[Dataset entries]
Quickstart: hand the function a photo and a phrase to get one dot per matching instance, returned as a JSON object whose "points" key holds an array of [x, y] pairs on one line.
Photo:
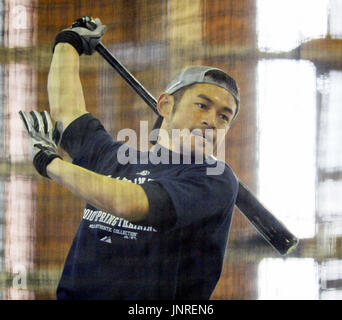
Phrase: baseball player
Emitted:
{"points": [[148, 231]]}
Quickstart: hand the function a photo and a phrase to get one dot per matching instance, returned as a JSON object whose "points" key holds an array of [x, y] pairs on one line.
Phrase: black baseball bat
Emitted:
{"points": [[280, 238]]}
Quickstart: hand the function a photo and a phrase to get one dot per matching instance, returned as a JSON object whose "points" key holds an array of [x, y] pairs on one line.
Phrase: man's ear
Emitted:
{"points": [[165, 104]]}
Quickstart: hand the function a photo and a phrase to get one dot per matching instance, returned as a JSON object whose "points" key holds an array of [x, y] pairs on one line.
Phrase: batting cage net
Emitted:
{"points": [[285, 144]]}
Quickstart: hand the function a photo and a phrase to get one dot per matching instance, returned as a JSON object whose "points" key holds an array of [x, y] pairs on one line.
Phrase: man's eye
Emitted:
{"points": [[224, 117], [201, 105]]}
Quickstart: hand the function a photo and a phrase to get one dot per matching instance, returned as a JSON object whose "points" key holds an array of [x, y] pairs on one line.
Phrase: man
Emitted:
{"points": [[164, 235]]}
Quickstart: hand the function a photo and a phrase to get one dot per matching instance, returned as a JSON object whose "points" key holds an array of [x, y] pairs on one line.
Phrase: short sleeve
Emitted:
{"points": [[195, 196]]}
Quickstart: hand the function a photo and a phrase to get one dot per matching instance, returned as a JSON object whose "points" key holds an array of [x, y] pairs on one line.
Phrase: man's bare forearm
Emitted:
{"points": [[122, 198], [65, 92]]}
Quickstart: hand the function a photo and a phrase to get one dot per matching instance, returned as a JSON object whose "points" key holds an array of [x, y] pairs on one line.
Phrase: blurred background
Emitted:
{"points": [[285, 144]]}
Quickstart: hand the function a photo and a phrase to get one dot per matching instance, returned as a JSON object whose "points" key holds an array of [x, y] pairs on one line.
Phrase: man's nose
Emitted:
{"points": [[209, 120]]}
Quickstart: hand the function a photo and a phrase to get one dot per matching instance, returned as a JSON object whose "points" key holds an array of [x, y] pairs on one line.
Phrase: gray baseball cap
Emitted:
{"points": [[201, 74], [205, 74]]}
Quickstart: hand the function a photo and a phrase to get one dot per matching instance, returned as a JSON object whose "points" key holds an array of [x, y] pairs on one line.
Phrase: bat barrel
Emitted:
{"points": [[263, 220]]}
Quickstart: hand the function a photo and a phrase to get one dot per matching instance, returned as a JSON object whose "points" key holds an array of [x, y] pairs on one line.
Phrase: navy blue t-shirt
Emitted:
{"points": [[176, 253]]}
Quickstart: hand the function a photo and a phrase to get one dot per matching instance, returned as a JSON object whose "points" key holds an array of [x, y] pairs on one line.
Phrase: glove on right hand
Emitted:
{"points": [[84, 35]]}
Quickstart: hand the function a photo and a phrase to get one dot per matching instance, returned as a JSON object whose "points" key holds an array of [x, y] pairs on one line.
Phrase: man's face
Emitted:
{"points": [[206, 110]]}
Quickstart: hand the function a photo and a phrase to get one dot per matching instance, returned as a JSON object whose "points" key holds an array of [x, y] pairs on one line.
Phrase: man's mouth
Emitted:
{"points": [[205, 135]]}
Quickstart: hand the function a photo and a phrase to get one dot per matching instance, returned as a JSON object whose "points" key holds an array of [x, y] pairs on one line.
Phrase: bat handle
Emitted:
{"points": [[262, 219], [127, 76]]}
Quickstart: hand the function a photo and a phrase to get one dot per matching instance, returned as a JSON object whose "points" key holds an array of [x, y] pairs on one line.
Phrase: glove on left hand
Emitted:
{"points": [[39, 128]]}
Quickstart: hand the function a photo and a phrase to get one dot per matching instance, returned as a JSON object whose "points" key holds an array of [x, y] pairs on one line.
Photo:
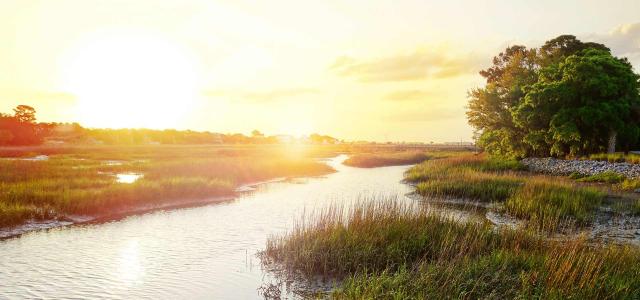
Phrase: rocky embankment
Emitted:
{"points": [[586, 167]]}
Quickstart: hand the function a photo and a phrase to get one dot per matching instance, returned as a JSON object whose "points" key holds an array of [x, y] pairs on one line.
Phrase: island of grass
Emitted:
{"points": [[71, 181], [393, 158], [391, 250]]}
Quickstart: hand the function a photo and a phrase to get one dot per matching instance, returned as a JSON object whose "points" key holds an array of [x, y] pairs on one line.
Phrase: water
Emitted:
{"points": [[127, 177], [205, 252]]}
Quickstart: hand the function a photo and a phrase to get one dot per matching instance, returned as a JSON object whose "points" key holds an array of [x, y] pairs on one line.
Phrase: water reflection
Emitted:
{"points": [[128, 177], [205, 252]]}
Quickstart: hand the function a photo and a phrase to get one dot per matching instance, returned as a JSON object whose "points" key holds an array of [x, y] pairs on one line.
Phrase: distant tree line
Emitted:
{"points": [[566, 98], [22, 129]]}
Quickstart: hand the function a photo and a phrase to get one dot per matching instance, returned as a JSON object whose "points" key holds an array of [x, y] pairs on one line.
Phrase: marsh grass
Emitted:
{"points": [[390, 250], [605, 177], [380, 159], [547, 203], [71, 183]]}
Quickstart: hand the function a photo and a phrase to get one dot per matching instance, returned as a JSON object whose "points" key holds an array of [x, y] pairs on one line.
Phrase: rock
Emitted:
{"points": [[585, 167]]}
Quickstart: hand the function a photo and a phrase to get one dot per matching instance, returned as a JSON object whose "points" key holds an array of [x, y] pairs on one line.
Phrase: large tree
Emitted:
{"points": [[566, 98]]}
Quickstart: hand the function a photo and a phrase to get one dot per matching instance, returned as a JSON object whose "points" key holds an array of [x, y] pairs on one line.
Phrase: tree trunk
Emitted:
{"points": [[612, 141]]}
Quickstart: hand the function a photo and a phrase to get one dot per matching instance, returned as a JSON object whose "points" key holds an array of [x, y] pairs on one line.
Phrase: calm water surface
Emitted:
{"points": [[205, 252]]}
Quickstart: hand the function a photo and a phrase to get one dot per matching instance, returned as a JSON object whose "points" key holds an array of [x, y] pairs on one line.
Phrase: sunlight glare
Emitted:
{"points": [[131, 80]]}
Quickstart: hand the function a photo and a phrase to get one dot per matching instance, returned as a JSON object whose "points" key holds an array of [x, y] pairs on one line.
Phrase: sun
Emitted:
{"points": [[129, 79]]}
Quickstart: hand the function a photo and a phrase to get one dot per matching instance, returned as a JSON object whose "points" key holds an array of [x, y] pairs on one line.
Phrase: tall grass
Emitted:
{"points": [[546, 203], [543, 201], [65, 184], [385, 249]]}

■ **ASSIGNMENT**
Please copy every line in the entries where "water" appears.

■ **ANSWER TO THE EXERCISE**
Phrase: water
Phrase: water reflection
Phrase: calm water surface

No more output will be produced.